Does it matter what I’m wearing, what I look like, how I wear my body? All our lives, we receive conflicting commands to ignore appearances and not judge books by covers, and to work incessantly to conform our appearances to rigid norms. The result, I think, is that as we come to reject and unlearn the ways we’ve been taught to view our bodies (fatphobia, racism, sexism, gender rigidity, consumerism, ableism) we become rightfully suspicious of appearance norms and fashions and seek to form resistant practices. But what should those resistant practices be?

I think sometimes being anti-fashion leads to a false notion that we can be in bodies that aren’t modified, and that any intentional modification or decoration of your body is politically undesirable because it somehow buys into the pitfalls of reliance on appearances. This critique is true, lots of times what we mean to be resistant aesthetic practices become new regulatory regimes. Certain aspects of activist, queer, punk fashions have fallen victim to hierarchies of coolness that in the end revolve around judging people based on what they own, how their bodies are shaped, how they occupy a narrow gender category, etc. Perhaps it is inevitable that the systems in which we are so embroiled, which shape our very existence, should rear parts of their ugly heads even in our attempts at resistance. But does this mean we should give up resistant aesthetics? Isn’t all activism imperfect, constantly under revision, and isn’t that why we continue doing it? In my view, there is no "outside"-none of us can stand fully outside capitalism, racism, sexism and see what is going on. Instead we stand within. and are constituted by these practices and forces, and we form our resistance there, always having to struggle against forces within ourselves, correcting our blindspots, learning from one another. So of course, our aesthetic resistance should do the same.



More importantly, when we appeal to some notion of an unmodified or undecorated body, we participate in the adoption of a false neutrality. We pretend, in those moments, that there is a natural body or fashion, a way of dressing or wearing yourself that is not a product of culture. Norms always masquerade as non-choices, and when we suggest that for example, resisting sexism means everyone should look androgynous, or resisting racism means no one should modify the texture of their hair, we foreclose people’s abilities to expose the workings of fucked up systems on their bodies as they see fit.

(Read more at LTTR.)

• [Given data]:
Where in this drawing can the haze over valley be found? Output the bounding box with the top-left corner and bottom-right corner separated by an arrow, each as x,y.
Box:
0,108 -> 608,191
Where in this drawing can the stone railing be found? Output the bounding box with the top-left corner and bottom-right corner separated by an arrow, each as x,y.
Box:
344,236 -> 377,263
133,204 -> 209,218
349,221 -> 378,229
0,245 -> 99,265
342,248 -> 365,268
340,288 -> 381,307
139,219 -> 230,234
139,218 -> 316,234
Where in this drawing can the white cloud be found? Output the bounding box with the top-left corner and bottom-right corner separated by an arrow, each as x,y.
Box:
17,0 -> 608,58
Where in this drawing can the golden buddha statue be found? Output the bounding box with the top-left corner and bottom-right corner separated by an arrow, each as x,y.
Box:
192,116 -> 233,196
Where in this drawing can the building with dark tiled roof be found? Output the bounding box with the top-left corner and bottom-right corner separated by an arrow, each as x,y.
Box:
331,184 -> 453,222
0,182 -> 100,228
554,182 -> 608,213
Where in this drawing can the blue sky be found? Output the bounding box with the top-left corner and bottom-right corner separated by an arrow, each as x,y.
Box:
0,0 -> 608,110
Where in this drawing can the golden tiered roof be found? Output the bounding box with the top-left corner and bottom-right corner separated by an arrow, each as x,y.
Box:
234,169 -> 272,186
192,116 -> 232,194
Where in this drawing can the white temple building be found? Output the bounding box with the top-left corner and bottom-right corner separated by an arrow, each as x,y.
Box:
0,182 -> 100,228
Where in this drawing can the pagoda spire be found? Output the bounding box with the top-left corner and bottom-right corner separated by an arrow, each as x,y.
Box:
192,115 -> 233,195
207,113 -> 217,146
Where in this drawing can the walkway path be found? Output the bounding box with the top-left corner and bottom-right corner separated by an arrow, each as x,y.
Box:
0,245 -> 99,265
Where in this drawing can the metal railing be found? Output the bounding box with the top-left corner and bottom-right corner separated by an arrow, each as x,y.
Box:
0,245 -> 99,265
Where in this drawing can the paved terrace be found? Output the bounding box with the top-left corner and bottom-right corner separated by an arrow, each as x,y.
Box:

• [Work to be completed]:
Carry on the essay about appearance norms and resistant fashion, picking up after its final sentence.

• [Your response]:
I love this last paragraph, in which Spade is critical of perspectives that assign to bodies "natural" qualities or "real" characteristics that are proper to them, which assumes a fiction of "whole" or "neutral" body as a disciplinary and normative ideal. He instead asks us to consider how such a stance assumes a "superior" perspective that erases or dismisses other modes of explanation or engagement with these bodily practices.

(For example, Kathleen Zane writes in her essay on certain cosmetic surgeries: "Understanding how, for non-privileged classes of women, forms of personal power or ways to manipulate disadvantageous social circumstances can be creatively engaged, we may confront the power and privilege that accrue from our espousal of our particular oppositional strategies." From “Reflections on a Yellow Eye: Asian I (\Eye/)Cons and Cosmetic Surgery,” in Talking Visions: Multicultural Feminism in a Transnational Age, edited by Ella Shohat.)

Instead of condemning cosmetic or trans surgeries, straightened hair, hijab or high heels as "unnatural," we would be better served as feminist theorists of culture to ask: Which kinds of bodily practices are normalized as "appropriate" to feminine persons, and to masculine persons, and how? What values (of race, nation, gender, economic status) do these practices normalize? What ideologies are embedded in these often-literal inscriptions upon differentiated bodies? How have these discourses and practices changed in historically and culturally specific ways?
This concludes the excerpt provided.